### EXTRACT
** Edit // Relevant Posts ***
This is the 3rd post in a series about Past Lives, Senachwine, Lake Thunderbird and Magical Places.
1. On Magical Places (pt. one)
2. On Magical Places (pt. two)
4. Pilgrimage
Today I cried in my car twice. First because I crossed paths with a little one-eyed chipmunk. He sat still as I approached my car and I noticed right away he seemed odd. Not so much because he was acting funny or looked unusual – he looked like any ordinary chipmunk at first glance. I felt that he was different and stopped to examine him while he was vibing me out, assessing my level of threat. His right eye was missing, scarred over in light gray fur. He scampered away and seemed to be quite fine and I briefly marveled at the resiliency of animals before I was filled with anger and grief.

### RECORD EXTRACTS
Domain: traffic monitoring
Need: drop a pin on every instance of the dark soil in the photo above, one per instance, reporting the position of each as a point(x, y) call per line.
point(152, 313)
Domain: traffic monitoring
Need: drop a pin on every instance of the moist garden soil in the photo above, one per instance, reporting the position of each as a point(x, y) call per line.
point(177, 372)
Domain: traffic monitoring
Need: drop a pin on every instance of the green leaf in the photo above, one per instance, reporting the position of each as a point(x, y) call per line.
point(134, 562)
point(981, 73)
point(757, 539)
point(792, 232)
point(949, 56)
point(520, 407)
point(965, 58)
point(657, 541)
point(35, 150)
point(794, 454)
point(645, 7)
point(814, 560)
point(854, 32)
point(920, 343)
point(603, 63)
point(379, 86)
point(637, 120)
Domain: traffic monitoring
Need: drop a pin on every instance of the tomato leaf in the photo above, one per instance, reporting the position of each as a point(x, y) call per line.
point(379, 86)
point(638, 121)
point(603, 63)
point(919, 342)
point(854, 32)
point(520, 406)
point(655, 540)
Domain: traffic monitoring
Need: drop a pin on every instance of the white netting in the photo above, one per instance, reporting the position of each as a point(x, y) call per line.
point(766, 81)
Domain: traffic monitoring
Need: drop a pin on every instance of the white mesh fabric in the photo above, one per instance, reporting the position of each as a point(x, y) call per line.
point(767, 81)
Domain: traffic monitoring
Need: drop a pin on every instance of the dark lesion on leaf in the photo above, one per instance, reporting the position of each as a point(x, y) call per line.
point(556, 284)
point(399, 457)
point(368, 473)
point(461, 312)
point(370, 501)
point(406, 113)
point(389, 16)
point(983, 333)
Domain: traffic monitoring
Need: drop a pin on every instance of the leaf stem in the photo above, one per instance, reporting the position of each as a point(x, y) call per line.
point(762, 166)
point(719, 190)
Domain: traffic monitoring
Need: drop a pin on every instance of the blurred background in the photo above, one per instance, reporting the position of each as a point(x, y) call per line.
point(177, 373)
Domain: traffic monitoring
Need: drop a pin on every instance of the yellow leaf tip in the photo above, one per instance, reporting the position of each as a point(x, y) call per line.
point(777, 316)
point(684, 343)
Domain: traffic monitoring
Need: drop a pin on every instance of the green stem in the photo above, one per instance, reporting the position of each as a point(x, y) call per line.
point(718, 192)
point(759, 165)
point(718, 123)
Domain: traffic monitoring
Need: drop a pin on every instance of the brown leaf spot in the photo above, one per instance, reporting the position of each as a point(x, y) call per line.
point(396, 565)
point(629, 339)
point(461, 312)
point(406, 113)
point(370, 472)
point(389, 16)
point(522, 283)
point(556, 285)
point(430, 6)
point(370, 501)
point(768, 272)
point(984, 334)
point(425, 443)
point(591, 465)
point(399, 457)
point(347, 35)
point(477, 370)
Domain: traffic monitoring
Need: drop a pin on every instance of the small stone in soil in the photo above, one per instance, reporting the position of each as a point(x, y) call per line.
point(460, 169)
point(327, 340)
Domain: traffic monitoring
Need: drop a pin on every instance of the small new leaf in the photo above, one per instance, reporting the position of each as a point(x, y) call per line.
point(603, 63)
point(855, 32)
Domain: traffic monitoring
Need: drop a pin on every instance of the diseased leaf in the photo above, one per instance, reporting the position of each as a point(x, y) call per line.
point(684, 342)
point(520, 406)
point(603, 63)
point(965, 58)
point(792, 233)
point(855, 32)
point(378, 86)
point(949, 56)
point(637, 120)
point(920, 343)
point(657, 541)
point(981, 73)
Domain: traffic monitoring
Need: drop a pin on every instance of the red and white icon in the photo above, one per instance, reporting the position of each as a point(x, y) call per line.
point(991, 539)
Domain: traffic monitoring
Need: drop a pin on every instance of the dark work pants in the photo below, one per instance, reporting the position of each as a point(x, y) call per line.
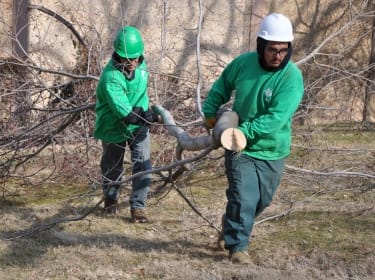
point(112, 167)
point(251, 186)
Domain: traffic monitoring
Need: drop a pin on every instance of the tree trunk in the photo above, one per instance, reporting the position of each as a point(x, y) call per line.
point(369, 102)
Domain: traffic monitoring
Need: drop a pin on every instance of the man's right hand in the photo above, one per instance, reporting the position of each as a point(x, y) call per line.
point(209, 122)
point(135, 116)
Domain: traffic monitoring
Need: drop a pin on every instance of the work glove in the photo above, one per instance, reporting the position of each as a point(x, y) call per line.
point(209, 122)
point(136, 116)
point(150, 116)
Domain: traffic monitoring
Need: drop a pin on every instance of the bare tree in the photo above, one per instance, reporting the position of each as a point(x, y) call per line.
point(47, 111)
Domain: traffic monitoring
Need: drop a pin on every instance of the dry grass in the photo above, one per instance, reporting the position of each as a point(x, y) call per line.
point(328, 235)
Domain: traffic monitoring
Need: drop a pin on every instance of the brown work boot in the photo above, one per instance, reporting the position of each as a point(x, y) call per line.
point(240, 257)
point(138, 215)
point(110, 206)
point(220, 238)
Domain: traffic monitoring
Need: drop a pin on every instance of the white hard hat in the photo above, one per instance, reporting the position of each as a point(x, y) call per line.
point(276, 27)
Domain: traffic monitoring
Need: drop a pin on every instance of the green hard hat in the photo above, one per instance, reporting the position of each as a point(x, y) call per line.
point(129, 43)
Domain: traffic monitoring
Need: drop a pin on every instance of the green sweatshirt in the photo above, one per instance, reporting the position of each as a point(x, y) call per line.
point(115, 98)
point(264, 101)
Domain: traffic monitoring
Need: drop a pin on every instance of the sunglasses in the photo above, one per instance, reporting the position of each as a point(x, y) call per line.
point(274, 51)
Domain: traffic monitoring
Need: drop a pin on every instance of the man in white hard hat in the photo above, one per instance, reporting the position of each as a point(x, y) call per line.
point(268, 90)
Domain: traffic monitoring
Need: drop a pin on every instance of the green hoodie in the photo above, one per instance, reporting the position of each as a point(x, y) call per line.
point(115, 98)
point(264, 101)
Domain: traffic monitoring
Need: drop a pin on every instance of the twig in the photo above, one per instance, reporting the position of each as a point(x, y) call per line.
point(333, 173)
point(61, 19)
point(47, 226)
point(193, 207)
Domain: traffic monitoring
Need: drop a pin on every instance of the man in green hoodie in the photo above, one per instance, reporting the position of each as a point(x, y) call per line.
point(267, 89)
point(123, 119)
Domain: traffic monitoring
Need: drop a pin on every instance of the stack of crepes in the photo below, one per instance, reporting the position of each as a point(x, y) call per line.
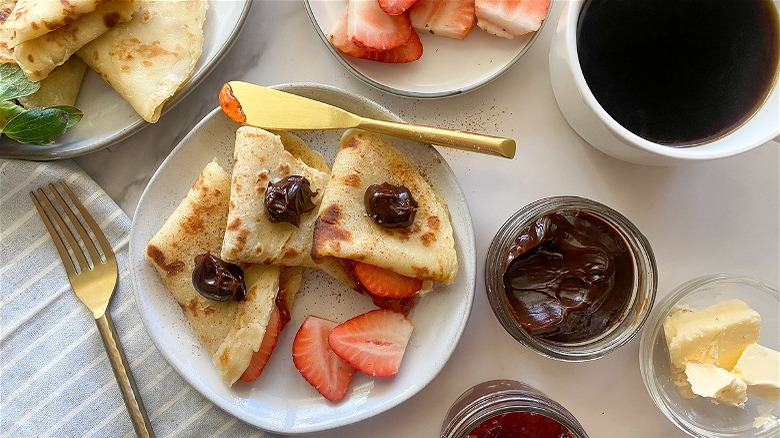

### REQUIREMENT 1
Answer these questions about the blog post:
(a) Which place names are listed among the subjects of the series the post belongs to?
(b) What title is given for the fourth post in the series?
(c) Which of the chipmunk's eyes was missing?
### REQUIREMENT 2
Go on with the blog post about the one-eyed chipmunk, picking up after its last sentence.
The records are not needed for the work that follows.

### ANSWER 1
(a) Senachwine and Lake Thunderbird.
(b) "Pilgrimage."
(c) His right eye.

### ANSWER 2
Who did this to you, little baby?! Who can I punish? Fiery anger subsided to grief and I was sorrowful for him. Such a sweet, innocent and harmless creature… Surely he endured great pain and I was mournful on his behalf.
Moments later, as I turned the engine of my car, I watched a Mama duck and her 5 babies toddle through the parking lot on the way to the lake. It’s June 26th – much too late for ducklings. I worried that they wouldn’t grow up strong and healthy. I worried that there wasn’t enough time for them to fatten up and become wise before the first wave of winter. But what could I do?
I sniffled and wiped the tears from my cheeks, thinking that I was so emotional and being dramatic because my menstrual cycle started today. I shrugged off the heaviness like rolling a boulder from my conscience and then I remembered a “quarantine conversation” between my husband and I.
We wondered if it could be possible to be a ~something else~ in a past life.
Not human, not an animal, but a spirit. It’s something we’ve pondered together, and it’s an idea that strikes a chord rooted somewhere within my chest, resonating deeply like a far-away thunder. It sits in my stomach like the shadow of an ache, a dark and empty feeling that speaks of a truth that is too old and ancient, sunken under ages of earth, a living fossil too tired and forgotten to come to light. It’s a feeling most abstract and hard to fathom.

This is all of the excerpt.